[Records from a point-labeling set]

----------

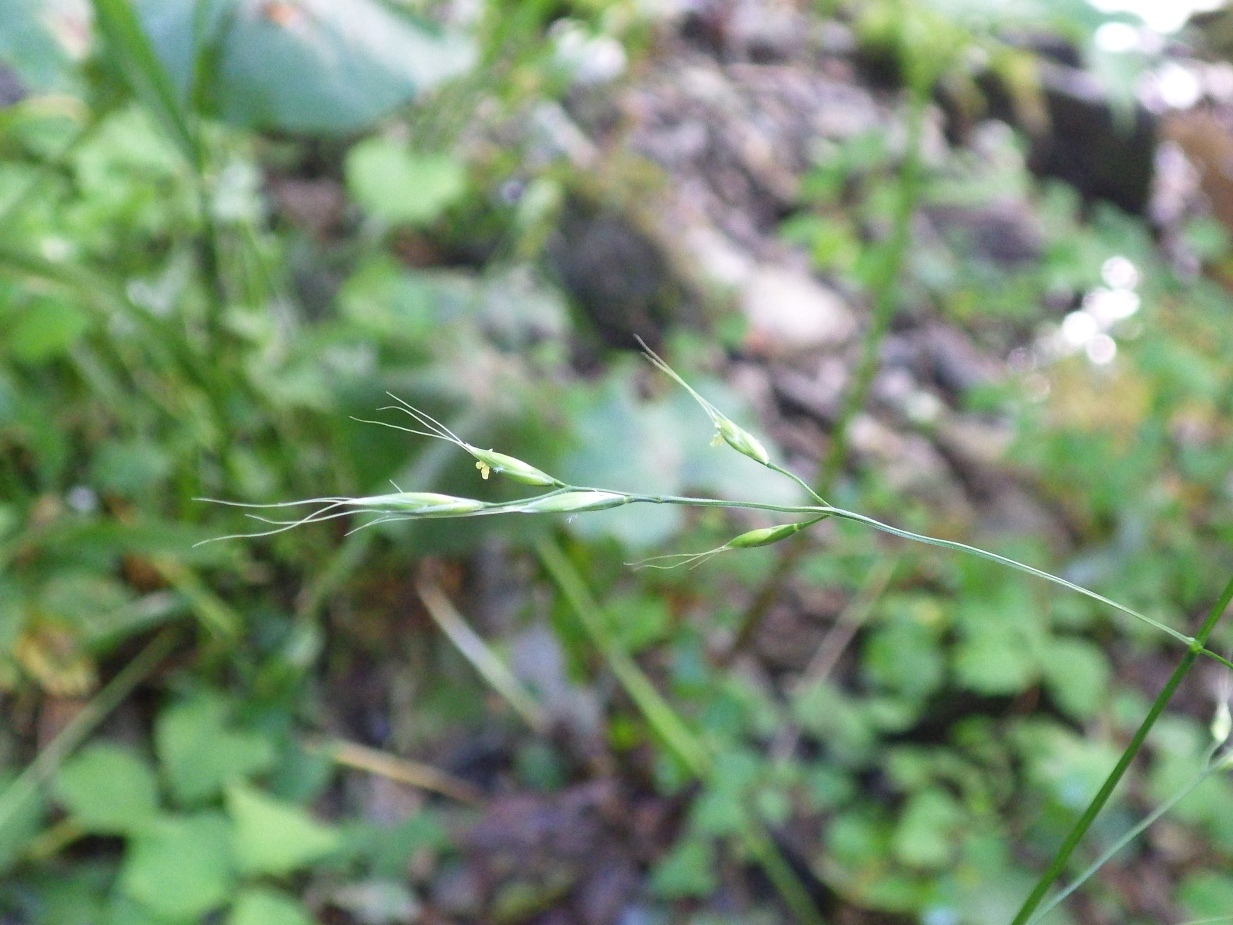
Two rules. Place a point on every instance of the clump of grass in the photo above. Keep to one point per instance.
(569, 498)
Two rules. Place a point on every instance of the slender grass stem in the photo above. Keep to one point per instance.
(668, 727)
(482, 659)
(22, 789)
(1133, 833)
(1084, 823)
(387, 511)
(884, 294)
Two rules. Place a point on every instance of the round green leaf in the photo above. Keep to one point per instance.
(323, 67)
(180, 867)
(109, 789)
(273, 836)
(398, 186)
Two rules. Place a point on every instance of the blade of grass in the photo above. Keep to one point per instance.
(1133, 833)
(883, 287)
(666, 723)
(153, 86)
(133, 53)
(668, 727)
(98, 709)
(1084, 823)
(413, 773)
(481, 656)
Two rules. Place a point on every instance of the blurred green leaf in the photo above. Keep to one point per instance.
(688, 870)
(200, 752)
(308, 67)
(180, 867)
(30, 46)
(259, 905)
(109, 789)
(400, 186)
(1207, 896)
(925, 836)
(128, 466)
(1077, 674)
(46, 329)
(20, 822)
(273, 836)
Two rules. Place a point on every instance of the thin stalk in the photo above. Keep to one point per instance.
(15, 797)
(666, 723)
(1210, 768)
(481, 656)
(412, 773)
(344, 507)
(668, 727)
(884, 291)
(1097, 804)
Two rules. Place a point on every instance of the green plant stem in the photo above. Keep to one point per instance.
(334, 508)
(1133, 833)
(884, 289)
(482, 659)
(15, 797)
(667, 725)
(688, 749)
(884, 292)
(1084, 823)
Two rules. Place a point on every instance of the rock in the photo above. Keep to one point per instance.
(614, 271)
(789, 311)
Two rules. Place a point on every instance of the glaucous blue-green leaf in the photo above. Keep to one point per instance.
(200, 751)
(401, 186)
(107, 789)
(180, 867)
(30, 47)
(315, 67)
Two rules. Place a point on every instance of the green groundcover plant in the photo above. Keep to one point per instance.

----------

• Work instructions: Lay out the material from the line containing "Two rules. Place a point on every instance of the blurred" up to and including the line containing "(1097, 804)" as a numbered list, one line per item. Leave out any blank lines.

• Answer to this task:
1. Two rules. Place a point on every instance of the blurred green leaf in the photo above. Keep to one point per instance.
2. (688, 870)
3. (200, 752)
4. (308, 67)
5. (180, 867)
6. (30, 46)
7. (259, 905)
8. (109, 789)
9. (400, 186)
10. (1207, 896)
11. (925, 836)
12. (128, 466)
13. (1077, 674)
14. (46, 329)
15. (20, 822)
16. (273, 836)
17. Two rules. Place a point on every instance of the thin stalk in the photo above. Keep to one point per instance.
18. (15, 797)
19. (666, 723)
20. (1210, 768)
21. (481, 656)
22. (412, 773)
23. (344, 507)
24. (668, 727)
25. (884, 291)
26. (1097, 804)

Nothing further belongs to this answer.